→ RECORDS SUPPLIED:
-=-=-=-=-

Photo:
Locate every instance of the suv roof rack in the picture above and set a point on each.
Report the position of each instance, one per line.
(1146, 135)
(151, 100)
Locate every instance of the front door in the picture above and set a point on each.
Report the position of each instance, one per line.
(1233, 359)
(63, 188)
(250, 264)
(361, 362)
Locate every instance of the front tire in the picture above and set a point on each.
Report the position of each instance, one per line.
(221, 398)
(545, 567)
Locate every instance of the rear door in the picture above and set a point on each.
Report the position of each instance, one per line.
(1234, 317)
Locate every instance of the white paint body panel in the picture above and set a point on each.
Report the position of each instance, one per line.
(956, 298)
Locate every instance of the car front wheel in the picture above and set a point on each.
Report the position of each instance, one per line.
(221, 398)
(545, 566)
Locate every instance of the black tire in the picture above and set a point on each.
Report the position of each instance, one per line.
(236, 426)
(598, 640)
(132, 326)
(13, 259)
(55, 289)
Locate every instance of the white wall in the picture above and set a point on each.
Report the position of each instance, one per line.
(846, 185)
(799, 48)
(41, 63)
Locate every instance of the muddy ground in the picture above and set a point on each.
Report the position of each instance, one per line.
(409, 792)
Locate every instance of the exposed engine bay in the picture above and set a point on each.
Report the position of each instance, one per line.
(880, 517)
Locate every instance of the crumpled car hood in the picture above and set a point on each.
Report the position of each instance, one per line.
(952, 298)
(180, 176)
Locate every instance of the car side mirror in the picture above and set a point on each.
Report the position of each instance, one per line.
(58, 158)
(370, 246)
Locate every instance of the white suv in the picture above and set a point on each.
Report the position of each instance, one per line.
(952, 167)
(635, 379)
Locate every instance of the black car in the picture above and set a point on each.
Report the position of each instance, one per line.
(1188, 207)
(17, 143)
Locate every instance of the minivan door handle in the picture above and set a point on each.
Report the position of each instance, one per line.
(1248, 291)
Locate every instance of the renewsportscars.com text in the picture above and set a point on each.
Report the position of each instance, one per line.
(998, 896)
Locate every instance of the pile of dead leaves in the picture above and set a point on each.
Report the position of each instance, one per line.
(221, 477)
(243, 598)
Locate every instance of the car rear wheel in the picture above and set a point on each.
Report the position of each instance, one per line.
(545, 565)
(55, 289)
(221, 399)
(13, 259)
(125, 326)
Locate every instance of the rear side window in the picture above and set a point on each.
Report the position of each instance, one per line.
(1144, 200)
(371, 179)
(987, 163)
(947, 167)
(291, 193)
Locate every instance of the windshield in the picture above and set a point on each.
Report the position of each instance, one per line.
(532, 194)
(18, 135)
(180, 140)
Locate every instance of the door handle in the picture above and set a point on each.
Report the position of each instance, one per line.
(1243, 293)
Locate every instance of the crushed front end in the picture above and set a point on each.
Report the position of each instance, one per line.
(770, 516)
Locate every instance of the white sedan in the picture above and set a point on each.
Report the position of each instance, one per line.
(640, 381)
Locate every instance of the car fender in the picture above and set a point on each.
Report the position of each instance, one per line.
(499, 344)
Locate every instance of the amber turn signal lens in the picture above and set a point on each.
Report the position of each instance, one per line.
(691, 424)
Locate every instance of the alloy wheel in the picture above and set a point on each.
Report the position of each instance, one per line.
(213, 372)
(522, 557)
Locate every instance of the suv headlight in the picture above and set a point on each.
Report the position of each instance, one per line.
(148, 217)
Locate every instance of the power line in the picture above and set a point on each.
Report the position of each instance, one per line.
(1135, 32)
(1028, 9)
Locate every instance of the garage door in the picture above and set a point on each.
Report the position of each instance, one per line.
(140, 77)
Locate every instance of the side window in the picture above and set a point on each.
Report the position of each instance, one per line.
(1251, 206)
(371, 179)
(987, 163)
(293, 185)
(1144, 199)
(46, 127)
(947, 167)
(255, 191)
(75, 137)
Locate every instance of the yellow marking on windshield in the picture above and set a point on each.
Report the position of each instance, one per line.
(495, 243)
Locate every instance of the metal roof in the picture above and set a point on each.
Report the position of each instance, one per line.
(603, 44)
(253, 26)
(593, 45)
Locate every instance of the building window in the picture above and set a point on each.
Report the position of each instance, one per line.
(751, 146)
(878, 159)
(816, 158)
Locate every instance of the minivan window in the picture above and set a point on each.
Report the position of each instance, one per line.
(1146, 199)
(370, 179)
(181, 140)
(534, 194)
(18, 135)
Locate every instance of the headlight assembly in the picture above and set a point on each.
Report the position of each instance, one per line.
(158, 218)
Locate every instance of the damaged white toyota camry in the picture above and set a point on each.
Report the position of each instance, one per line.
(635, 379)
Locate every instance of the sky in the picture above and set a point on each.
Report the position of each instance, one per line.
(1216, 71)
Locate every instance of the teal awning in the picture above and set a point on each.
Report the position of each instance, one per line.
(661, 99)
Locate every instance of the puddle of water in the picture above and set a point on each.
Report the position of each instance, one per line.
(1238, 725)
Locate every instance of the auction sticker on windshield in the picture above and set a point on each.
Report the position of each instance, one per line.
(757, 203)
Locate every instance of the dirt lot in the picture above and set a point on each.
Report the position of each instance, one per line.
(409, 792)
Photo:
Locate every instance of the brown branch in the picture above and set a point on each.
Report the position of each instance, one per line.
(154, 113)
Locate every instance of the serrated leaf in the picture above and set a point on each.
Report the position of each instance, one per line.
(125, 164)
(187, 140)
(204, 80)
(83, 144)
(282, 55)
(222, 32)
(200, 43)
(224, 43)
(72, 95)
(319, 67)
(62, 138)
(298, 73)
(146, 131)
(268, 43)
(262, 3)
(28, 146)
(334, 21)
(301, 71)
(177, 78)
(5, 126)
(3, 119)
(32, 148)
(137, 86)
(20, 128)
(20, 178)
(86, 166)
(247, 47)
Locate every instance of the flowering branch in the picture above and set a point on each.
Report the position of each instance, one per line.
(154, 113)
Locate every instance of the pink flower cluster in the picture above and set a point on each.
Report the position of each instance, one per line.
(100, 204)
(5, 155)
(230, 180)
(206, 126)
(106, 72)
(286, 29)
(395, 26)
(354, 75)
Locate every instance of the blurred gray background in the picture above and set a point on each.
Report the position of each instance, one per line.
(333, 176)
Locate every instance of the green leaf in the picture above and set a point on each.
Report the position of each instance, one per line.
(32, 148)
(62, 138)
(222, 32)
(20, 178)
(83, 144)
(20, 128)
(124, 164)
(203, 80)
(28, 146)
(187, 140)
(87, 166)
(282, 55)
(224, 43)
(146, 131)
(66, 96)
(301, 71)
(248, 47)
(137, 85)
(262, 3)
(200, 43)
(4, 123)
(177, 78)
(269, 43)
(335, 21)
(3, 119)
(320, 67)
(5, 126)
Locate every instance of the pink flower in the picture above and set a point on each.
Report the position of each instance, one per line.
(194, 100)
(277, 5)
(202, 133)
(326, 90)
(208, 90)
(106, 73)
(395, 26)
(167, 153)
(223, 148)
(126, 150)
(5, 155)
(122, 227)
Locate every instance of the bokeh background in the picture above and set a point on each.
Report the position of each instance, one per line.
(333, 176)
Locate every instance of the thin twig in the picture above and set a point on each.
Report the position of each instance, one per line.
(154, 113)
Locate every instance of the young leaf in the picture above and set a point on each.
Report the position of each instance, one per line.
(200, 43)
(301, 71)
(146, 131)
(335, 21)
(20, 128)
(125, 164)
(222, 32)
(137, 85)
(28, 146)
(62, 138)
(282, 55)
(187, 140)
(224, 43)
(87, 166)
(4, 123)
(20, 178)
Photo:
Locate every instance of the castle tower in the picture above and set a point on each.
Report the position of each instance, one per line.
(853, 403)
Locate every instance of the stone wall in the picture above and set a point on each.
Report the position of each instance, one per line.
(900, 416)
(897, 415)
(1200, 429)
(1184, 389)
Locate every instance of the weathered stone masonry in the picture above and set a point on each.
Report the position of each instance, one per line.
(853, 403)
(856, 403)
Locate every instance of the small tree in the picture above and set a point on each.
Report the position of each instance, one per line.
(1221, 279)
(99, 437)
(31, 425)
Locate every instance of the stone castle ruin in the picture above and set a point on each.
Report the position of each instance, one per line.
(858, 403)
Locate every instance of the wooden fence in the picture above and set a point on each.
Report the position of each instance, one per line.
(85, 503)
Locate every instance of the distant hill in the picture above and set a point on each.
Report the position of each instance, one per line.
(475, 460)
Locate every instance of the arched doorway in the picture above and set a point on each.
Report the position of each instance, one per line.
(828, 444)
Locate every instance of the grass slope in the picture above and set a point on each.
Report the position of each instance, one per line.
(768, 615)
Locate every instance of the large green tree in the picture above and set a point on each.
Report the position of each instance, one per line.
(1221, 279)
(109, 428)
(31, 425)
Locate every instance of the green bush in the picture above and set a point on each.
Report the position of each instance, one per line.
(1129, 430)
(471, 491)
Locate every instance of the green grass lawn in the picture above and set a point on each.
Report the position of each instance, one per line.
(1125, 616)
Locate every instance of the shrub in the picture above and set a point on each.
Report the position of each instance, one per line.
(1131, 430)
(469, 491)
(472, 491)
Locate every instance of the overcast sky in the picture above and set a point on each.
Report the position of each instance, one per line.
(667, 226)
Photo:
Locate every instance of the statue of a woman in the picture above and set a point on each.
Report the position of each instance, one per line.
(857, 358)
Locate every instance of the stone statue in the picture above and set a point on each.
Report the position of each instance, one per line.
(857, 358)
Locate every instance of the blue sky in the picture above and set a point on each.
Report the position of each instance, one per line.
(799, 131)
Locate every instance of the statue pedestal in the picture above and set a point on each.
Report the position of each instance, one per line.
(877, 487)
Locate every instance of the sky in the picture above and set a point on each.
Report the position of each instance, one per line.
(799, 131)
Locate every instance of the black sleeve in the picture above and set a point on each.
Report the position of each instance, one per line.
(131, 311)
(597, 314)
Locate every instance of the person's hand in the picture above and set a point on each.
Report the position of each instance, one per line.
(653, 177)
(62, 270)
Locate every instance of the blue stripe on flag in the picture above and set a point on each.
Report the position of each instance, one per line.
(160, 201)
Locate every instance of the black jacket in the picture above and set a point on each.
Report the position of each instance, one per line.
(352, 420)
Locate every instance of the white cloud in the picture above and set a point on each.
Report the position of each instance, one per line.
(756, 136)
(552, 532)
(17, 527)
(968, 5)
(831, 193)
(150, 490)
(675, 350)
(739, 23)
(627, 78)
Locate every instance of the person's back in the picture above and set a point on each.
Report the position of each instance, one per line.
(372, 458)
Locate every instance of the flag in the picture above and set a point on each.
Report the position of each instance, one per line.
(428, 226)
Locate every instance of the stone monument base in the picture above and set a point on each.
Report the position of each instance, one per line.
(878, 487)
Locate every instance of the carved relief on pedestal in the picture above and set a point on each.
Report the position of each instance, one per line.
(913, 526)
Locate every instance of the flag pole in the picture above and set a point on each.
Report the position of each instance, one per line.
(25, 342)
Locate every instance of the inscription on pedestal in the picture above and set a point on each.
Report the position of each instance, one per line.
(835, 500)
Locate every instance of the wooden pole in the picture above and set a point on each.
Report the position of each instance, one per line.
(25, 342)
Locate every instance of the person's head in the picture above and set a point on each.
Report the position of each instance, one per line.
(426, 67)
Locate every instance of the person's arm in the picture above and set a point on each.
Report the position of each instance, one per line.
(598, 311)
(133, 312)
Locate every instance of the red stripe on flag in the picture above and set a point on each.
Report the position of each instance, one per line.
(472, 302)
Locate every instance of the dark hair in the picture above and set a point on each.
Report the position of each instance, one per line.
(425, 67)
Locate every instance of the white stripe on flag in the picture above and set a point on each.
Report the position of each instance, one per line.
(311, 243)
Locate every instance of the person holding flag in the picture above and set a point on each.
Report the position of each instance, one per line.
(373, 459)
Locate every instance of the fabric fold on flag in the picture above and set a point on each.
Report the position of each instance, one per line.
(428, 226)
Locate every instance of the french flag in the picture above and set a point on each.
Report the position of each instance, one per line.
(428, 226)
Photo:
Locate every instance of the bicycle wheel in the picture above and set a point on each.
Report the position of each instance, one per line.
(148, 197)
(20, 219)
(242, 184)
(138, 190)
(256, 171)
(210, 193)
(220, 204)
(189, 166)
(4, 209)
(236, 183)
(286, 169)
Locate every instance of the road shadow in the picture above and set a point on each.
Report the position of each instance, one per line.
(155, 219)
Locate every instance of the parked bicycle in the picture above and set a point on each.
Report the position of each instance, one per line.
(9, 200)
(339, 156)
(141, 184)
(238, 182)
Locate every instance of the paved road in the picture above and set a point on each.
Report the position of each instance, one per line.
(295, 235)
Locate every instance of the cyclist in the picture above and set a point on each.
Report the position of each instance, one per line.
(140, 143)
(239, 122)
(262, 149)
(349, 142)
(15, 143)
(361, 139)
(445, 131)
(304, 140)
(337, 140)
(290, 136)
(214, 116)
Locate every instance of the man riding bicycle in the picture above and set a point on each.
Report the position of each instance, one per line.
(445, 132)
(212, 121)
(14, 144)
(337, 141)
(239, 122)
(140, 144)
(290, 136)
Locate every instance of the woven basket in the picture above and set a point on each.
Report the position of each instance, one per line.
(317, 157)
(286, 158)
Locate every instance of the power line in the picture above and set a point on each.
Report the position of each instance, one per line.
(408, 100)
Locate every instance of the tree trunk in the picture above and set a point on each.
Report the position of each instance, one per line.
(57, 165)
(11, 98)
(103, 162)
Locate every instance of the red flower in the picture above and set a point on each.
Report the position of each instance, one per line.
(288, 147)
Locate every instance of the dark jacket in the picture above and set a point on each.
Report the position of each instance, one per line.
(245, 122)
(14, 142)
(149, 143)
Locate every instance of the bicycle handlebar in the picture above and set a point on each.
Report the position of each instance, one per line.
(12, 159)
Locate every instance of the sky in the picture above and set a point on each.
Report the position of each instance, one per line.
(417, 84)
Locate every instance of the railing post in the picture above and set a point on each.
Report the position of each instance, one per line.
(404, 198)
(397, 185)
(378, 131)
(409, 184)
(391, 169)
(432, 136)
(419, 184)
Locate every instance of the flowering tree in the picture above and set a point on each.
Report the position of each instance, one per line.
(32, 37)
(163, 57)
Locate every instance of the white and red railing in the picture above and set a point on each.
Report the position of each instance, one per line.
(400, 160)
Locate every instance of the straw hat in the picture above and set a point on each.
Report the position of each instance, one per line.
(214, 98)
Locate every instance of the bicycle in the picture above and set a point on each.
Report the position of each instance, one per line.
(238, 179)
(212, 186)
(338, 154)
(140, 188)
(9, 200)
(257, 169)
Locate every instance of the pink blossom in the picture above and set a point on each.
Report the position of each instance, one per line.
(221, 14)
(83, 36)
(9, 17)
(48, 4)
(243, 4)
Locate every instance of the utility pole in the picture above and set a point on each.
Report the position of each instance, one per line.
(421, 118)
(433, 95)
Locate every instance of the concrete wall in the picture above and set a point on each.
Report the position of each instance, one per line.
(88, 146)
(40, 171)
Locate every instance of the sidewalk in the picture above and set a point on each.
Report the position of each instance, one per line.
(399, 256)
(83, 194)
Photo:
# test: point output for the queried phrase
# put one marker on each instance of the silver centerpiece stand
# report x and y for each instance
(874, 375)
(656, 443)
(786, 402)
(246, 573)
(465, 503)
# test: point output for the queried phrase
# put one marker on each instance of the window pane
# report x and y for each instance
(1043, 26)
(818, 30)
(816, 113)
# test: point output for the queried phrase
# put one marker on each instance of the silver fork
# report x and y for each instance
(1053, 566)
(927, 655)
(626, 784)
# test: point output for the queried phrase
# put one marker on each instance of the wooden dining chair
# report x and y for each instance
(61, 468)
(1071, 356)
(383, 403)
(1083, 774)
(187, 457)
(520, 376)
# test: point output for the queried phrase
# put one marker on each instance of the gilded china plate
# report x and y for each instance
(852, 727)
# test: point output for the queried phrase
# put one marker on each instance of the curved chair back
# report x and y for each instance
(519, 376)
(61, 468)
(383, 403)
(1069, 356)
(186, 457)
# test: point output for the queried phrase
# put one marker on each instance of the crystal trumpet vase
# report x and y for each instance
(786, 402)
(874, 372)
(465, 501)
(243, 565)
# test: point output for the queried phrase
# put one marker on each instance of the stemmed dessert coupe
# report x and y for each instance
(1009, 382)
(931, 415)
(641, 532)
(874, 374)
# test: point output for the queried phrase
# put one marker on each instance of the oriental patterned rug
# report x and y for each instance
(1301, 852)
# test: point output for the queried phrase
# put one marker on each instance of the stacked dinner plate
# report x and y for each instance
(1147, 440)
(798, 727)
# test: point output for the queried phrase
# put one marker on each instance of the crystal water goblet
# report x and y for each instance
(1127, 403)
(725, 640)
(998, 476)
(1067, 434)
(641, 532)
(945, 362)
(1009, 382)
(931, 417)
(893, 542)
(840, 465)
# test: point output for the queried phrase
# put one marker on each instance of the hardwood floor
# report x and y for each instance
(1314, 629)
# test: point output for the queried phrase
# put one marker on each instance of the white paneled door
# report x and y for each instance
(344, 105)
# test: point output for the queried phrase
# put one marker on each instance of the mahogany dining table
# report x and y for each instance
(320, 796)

-=-=-=-=-

Would you copy every line of the entries in which "dining" appears?

→ FINAL ANSWER:
# put one marker on each instance of the wooden dining chair
# put one marker on each instance of the mahogany dining table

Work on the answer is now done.